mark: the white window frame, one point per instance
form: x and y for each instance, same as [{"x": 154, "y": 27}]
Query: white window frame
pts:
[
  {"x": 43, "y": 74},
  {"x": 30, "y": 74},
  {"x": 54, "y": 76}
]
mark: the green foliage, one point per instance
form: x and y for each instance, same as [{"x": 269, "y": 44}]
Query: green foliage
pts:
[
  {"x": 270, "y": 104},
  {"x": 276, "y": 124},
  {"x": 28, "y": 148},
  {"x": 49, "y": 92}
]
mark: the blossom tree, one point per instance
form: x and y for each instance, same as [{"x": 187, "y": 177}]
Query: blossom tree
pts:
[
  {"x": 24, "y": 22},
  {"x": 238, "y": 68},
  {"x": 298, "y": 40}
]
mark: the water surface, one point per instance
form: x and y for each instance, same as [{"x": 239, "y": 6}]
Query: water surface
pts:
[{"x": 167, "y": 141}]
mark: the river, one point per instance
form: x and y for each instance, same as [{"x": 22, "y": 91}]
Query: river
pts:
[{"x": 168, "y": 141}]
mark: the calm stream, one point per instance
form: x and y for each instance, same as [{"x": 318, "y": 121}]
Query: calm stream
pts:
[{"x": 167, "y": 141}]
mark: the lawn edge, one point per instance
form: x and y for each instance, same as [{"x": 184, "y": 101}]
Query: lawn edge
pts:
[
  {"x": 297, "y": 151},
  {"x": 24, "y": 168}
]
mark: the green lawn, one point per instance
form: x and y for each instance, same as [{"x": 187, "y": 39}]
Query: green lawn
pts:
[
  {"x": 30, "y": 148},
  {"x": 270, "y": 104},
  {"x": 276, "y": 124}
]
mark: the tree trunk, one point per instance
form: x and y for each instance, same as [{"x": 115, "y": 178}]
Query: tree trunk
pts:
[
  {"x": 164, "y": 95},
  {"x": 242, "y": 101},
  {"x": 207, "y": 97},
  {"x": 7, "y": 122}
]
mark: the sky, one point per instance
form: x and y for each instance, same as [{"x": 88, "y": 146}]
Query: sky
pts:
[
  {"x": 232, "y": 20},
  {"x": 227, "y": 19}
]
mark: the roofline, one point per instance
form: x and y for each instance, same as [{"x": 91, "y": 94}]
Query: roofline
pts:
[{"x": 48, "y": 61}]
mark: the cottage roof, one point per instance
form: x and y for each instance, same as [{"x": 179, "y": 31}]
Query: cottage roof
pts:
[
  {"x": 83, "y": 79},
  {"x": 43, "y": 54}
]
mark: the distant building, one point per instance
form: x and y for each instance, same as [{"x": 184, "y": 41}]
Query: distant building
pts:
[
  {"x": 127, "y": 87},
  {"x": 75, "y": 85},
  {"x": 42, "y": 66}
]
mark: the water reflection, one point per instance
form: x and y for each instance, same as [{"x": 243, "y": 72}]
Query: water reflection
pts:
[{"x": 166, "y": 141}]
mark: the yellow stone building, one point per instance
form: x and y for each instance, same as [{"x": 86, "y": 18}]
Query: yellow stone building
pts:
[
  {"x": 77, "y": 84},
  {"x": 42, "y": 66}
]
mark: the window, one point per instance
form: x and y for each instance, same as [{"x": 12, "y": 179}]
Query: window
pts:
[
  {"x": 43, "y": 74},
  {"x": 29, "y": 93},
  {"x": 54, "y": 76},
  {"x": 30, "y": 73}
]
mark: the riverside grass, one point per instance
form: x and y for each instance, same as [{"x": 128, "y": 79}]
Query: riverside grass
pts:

* * * * * * * * *

• _What this task involves_: Each line above from the one with "mark: the green foliage, one" up to and including the one with "Query: green lawn" must be set down exactly, and no line outside that span may appear.

• _Written response_:
mark: the green foliage, one point per instance
form: x and y for each instance, same as [{"x": 269, "y": 44}]
Query: green foliage
pts:
[
  {"x": 270, "y": 104},
  {"x": 276, "y": 124},
  {"x": 28, "y": 148},
  {"x": 49, "y": 92}
]
mark: the blossom tree, one point per instance
form: x and y for each instance, same as [{"x": 187, "y": 177}]
Query: blossom tree
pts:
[
  {"x": 24, "y": 22},
  {"x": 238, "y": 68},
  {"x": 298, "y": 40}
]
mark: the water surface, one point per instance
form: x and y for each instance, same as [{"x": 239, "y": 6}]
Query: water surface
pts:
[{"x": 167, "y": 141}]
mark: the river, one point per instance
form: x and y for each instance, same as [{"x": 22, "y": 91}]
Query: river
pts:
[{"x": 168, "y": 141}]
mark: the calm stream, one point per instance
form: x and y for each instance, same as [{"x": 318, "y": 121}]
Query: calm stream
pts:
[{"x": 167, "y": 141}]
mark: the lawn edge, one point per instance
form: x and y for each instance, same as [{"x": 184, "y": 101}]
Query: lawn edge
pts:
[
  {"x": 297, "y": 151},
  {"x": 24, "y": 168}
]
mark: the green lawn, one point per instance
form: x and y for each instance, same as [{"x": 187, "y": 39}]
Query: green lawn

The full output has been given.